THE TASK >> Using the news item on SEBI's draft rules for infrastructure investment trusts, explain in one to three sentences why SEBI issued these draft regulations.

TEXT SEGMENT >>
start

InvITs are proposed to provide a suitable structure for financing/refinancing of infrastructure projects in the country

July 18, 2014 11:12 IST | India Infoline News Service
The Securities and Exchange Board of India (SEBI) has put out draft regulations for so-called infrastructure investment trusts to provide easier financing options to developers of public works.

InvITs are proposed to provide a suitable structure for financing/refinancing of infrastructure projects in the country, SEBI said in a notification on Thursday.

InVITs shall invest in infrastructure projects, either directly or through SPV. In case of PPP projects, such investments shall only be through SPV.

An InvIT which proposes to invest atleast 80% of the value of the assets in the completed and revenue generating Infrastructure assets, shall raise funds only through public issue of units and minimum subscription size and trading lot for such InvIT shall be Rs five lakhs. Rest 20% may be invested in under construction infrastructure projects (subject to maximum of 10%) and other permissible investments.

An InvIT which proposes to invest more than 10% of the value of their assets in under construction infrastructure projects shall necessarily raise funds through private placement from Qualified Institutional Buyers and body corporate and the minimum investment and trading lot for such InvITs shall be of Rs. 1 crore. Such InvITs shall mandatorily invest in not less than one completed and revenue generating project and not less than one pre-COD project.

Listing shall be mandatory for both publicly offered and privately placed InvITs.

end

ROWS >>
start

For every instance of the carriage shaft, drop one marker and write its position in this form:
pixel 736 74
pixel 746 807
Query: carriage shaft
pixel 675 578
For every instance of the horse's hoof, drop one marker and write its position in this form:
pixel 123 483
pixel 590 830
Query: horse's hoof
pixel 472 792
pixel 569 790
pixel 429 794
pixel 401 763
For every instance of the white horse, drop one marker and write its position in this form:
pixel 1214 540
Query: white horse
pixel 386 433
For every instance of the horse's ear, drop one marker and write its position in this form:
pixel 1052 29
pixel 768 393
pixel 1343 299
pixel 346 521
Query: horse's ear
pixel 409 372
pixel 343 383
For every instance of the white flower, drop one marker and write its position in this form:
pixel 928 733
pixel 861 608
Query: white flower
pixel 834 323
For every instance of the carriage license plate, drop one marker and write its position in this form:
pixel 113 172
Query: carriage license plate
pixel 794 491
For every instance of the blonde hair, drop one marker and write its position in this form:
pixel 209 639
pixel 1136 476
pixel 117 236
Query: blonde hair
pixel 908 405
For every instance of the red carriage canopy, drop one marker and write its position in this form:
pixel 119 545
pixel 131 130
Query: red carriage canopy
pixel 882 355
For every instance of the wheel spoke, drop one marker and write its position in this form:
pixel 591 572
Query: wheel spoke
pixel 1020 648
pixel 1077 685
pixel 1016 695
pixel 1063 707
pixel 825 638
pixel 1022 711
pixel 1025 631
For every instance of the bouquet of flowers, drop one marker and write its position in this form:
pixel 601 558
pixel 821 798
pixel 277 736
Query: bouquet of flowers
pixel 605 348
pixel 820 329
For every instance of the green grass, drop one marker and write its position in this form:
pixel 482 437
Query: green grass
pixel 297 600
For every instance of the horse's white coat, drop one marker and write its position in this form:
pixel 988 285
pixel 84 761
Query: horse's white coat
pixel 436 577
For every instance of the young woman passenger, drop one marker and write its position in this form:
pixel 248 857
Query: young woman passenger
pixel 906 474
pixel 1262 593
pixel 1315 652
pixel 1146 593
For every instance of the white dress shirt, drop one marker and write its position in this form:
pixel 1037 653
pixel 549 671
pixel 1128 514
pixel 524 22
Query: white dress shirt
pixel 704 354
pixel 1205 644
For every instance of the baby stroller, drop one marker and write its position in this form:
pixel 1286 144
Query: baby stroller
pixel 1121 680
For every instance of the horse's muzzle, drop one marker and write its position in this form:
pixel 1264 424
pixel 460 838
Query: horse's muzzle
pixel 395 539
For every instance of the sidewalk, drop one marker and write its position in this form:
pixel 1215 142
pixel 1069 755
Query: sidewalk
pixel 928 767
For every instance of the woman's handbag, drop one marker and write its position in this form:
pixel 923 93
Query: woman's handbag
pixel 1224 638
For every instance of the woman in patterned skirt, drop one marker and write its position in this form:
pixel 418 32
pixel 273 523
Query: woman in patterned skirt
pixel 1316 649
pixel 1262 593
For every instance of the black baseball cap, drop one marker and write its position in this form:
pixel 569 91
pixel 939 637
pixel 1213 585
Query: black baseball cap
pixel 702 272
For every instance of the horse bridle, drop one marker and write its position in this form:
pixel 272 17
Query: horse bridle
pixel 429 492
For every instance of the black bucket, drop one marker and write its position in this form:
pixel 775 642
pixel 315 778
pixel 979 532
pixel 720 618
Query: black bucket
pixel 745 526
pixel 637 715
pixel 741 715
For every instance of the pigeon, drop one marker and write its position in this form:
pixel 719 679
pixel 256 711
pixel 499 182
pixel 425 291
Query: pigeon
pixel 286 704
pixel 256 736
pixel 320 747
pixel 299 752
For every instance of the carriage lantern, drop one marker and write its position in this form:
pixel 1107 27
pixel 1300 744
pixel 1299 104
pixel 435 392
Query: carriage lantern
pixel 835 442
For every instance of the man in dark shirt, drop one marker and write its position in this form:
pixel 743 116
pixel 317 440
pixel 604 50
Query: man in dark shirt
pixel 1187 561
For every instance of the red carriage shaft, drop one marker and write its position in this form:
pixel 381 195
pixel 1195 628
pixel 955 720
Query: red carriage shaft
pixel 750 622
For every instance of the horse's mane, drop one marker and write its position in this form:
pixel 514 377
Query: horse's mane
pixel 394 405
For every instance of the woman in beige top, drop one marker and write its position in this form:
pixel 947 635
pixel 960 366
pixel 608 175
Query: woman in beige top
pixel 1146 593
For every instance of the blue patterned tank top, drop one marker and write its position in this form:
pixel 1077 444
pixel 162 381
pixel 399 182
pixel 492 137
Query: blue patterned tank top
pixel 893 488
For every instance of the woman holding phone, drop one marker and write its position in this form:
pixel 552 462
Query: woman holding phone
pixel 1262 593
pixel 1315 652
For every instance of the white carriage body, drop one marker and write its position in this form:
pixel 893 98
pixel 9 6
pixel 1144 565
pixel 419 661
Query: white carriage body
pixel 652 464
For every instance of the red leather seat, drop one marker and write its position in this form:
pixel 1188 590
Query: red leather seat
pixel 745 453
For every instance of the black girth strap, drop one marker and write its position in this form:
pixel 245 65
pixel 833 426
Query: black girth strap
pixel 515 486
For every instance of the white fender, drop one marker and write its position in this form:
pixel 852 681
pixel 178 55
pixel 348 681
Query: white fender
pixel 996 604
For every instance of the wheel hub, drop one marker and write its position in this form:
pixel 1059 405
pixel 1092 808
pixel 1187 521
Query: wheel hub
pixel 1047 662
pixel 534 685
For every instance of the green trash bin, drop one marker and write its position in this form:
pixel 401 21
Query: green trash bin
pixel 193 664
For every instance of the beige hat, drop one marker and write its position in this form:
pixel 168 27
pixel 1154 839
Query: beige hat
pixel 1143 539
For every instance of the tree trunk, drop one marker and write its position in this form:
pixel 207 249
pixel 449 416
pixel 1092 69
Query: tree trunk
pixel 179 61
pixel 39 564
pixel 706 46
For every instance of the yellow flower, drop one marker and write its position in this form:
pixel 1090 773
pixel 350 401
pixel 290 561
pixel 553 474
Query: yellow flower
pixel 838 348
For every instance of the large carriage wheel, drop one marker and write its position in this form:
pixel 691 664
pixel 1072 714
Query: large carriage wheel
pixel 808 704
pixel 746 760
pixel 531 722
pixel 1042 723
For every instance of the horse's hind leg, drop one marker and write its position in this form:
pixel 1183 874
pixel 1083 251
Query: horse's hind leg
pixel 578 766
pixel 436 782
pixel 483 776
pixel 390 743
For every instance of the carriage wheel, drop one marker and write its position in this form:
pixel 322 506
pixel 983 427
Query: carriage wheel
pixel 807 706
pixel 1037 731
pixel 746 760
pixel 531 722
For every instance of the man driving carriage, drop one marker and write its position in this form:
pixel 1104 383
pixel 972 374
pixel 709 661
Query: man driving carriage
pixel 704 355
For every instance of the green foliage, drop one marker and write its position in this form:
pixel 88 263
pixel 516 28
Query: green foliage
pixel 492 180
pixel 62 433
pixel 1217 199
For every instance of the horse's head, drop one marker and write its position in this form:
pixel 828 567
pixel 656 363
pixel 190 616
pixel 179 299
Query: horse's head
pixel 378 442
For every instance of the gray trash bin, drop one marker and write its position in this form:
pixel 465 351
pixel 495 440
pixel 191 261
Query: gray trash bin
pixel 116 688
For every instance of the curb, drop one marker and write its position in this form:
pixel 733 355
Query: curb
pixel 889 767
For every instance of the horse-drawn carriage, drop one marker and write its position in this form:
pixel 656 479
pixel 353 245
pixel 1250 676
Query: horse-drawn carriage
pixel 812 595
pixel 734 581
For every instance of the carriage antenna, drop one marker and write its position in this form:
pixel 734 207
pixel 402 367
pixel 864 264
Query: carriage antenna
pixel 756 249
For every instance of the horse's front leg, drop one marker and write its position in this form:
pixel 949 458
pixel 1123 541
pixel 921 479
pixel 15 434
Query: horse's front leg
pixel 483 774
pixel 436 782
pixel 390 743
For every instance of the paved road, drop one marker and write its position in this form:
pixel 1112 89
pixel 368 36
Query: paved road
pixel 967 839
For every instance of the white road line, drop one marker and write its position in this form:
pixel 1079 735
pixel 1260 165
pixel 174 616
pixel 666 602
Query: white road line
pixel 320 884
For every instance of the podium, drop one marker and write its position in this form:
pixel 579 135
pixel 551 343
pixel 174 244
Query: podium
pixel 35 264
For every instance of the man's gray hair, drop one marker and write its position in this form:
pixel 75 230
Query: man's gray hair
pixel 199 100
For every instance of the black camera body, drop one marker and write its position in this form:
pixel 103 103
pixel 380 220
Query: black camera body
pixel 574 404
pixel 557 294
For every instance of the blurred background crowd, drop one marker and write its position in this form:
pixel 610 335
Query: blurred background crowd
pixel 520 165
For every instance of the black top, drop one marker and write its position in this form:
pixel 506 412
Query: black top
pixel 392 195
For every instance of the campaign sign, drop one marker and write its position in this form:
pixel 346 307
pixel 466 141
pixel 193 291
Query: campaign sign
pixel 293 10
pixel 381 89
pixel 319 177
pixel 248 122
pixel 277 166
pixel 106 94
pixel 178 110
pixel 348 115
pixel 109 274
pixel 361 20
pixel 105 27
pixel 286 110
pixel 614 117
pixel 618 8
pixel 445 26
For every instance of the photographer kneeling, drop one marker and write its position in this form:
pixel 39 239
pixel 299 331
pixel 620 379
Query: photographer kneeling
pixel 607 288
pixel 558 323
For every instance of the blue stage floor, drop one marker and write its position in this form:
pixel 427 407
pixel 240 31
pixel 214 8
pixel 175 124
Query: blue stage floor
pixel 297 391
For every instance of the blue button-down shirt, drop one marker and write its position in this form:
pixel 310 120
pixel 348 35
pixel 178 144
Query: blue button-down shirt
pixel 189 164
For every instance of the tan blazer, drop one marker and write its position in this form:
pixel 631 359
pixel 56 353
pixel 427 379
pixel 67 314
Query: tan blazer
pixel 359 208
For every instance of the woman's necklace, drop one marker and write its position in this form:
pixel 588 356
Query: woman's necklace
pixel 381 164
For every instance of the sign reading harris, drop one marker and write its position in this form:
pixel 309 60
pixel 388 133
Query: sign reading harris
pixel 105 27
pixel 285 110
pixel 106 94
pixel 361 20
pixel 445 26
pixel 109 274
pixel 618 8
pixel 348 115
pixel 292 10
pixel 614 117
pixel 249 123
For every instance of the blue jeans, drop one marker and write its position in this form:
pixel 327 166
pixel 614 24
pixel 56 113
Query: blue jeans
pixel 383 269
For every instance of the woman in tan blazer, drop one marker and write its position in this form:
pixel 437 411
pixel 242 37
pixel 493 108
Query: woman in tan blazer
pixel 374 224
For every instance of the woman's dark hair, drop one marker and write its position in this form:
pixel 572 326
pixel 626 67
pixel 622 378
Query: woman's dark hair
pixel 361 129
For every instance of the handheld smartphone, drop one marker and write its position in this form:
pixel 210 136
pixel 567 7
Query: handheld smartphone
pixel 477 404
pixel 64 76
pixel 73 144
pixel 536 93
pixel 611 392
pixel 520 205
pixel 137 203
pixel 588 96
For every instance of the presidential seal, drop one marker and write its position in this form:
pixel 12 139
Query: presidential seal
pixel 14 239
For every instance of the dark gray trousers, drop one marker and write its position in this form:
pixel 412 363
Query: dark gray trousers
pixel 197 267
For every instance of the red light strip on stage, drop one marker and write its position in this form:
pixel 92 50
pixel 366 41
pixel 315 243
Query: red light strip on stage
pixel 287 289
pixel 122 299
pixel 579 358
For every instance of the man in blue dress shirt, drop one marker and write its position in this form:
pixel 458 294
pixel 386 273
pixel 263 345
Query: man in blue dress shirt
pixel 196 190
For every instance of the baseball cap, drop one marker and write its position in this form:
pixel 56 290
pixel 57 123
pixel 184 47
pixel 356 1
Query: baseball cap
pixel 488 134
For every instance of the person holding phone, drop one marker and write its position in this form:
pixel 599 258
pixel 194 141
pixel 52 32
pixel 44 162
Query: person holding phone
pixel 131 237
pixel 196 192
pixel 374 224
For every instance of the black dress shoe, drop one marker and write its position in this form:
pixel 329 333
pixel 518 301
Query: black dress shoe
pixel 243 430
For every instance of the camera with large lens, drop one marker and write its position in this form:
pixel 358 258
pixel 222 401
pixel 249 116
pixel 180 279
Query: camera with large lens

end

ANSWER BELOW >> SEBI put out the draft regulations to give developers of public works easier financing options. It proposed infrastructure investment trusts as a suitable structure for financing and refinancing infrastructure projects in India.